++++ Excerpt
The scanning accuracy may be defined as the accuracy for aiming the laser beam onto the common scanning line. Thereby, the scanning accuracy may be a measure for a maximum distance between and an intended impingement location and the actual impingement location of the laser beam. A more accurate scanning accuracy results in a smaller distance.
According to a further embodiment, the lateral deviation between the scan path of the first laser beam and the scan path of the second laser beam is less than one half or less than one fifth or less than one tenth or less than one hundredth of the scanning accuracy of the first or second laser beam. Thereby, the light optical system may be configured such that the scanning accuracy is more accurate in the direction transverse to the scan path than in the direction along the scan path. Thereby, the processing system may be optimized for high precision preparation of the pre- prepared surface region in a direction transverse to the scan path. This also allows fast positioning of the object and fast scanning of the laser beams, since it is not necessary to provide a high scanning accuracy for all directions.
According to a further embodiment, the processing system is configured such that an inclination of the beam guidance plane is adjustable over an angular range of at least 10 degrees, measured in a stationary coordinate system.
In other words, the inclination of the beam guidance plane can be varied by 10 degrees and by a plurality of values in between. The beam guidance plane may be continually adjustable over the angular range of at least 10 degrees. Thereby, a processing system is obtained, which allows to finely adjust the inclination of the pre-prepared surface region relative to an intended inclination of the cross section.
This also allows to adjust the inclination of the pre-prepared surface region formed by laser ablation such that the subsequent preparation step performed by the focussed ion beam system can be completed within a short period of time. The inclination may be measured relative to the stationary coordinate system, relative to the optical axis of the objective lens or relative to the object.
According to a further embodiment, the adjusting of the inclination over the angular range of at least 10 degrees comprises moving the object, and/or varying an incidence direction of the laser beam measured in the stationary coordinate system. The movement may be a translational movement, i.e. without changing an orientation of the object. The object may be moved along a movement direction, which may be oriented perpendicular to the translational movement for translating the processing region from the first arrangement into the second arrangement. The movement direction may be non-parallel to the beam guidance plane, which inclination is to be adjusted.
Thereby, it is possible to perform the adjustment of the beam guidance plane over the angular range of at least 10 degrees without varying the orientation of the object.
The processing system may be configured such that all object positions for the scanning of the first laser beam, for the scanning of the second laser beam and for the adjusting of the inclination of the beam guidance plane are located in a common positioning plane. This allows the positioning system to be configured as a planar positioning system. The positioning plane of the planar positioning system may be oriented perpendicular or substantially perpendicular to an optical axis of the objective lens of the light optical system.
According to a further embodiment, the processing system is configured such that the inclination of the beam guidance plane, measured in a stationary coordinate system, is adjustable over an angular range of at least 15 degrees, or at least 20 degrees, or at least 30 degrees, or at least 40 degrees, or at least 50 degrees. The adjustable angular range may be less than 120 degrees.
++++++++
Short exercise 1. Lay out the records as a Markdown table with the columns Row and Line, giving each line its own numbered row and leaving out blank lines. Include only the lines of the records starting at the line that contains "of the water" and ending at the last line of the records.
++++ Entries
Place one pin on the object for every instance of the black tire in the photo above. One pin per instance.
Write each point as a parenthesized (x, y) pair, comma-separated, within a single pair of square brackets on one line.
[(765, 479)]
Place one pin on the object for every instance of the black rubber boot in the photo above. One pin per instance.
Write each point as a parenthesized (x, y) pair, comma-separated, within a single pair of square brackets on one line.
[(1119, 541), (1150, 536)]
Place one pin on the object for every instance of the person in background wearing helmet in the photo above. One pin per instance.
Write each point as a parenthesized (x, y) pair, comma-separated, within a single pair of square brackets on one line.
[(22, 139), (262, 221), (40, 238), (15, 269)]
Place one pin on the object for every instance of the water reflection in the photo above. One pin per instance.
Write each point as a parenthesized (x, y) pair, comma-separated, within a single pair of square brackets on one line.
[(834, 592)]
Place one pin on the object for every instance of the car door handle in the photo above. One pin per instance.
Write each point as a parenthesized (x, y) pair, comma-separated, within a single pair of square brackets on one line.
++++++++
Short exercise 2. Proceed with the excerpt on the laser processing system from the point where it stops.

Task result 1.
| Row | Line |
|---|---|
| 1 | Place one pin on the object for every instance of the water reflection in the photo above. One pin per instance. |
| 2 | Write each point as a parenthesized (x, y) pair, comma-separated, within a single pair of square brackets on one line. |
| 3 | [(834, 592)] |
| 4 | Place one pin on the object for every instance of the car door handle in the photo above. One pin per instance. |
| 5 | Write each point as a parenthesized (x, y) pair, comma-separated, within a single pair of square brackets on one line. |

Task result 2.
According to a further embodiment, the processing system comprises a controller, which is in signal communication with the light optical system and/or in signal communication with the positioning system. The inclination of the beam guidance plane may be adjustable by control signals of the controller, which are transmitted to the light optical system and/or the positioning system.
The light optical system and/or the positioning system may comprise one or more actuators for adjusting the inclination of the beam guidance plane over the angular range. The actuator may be in signal communication with the controller. The actuators may be engaged with one or more pivotable reflecting elements of the light optical system.
Each of the adjustable inclinations within the angular range may have a common or substantially common inclination direction. The inclination direction may be defined by a direction of the gradient vector of the beam guidance plane.
According to a further embodiment, the processing system is further configured to determine a target inclination of the cross-section. The processing system may be further configured to adjust the inclination of the beam guidance plane. The inclination of the beam guidance plane may be adjusted such that an inclination of the pre-prepared surface region is lower than the target inclination of the cross-section by a predetermined value. The predetermined value may be within the range of between 3 degrees and 10 degrees.
Thereby, it is possible, to form the pre-prepared surface region such that the required time for forming the cross-section is further reduced. According to a further embodiment, the processing system may be configured such that the inclination of the pre-prepared surface region is less than the target inclination of the cross-section by a value of between 3° and 8°, or by a value of between 3° and 5°.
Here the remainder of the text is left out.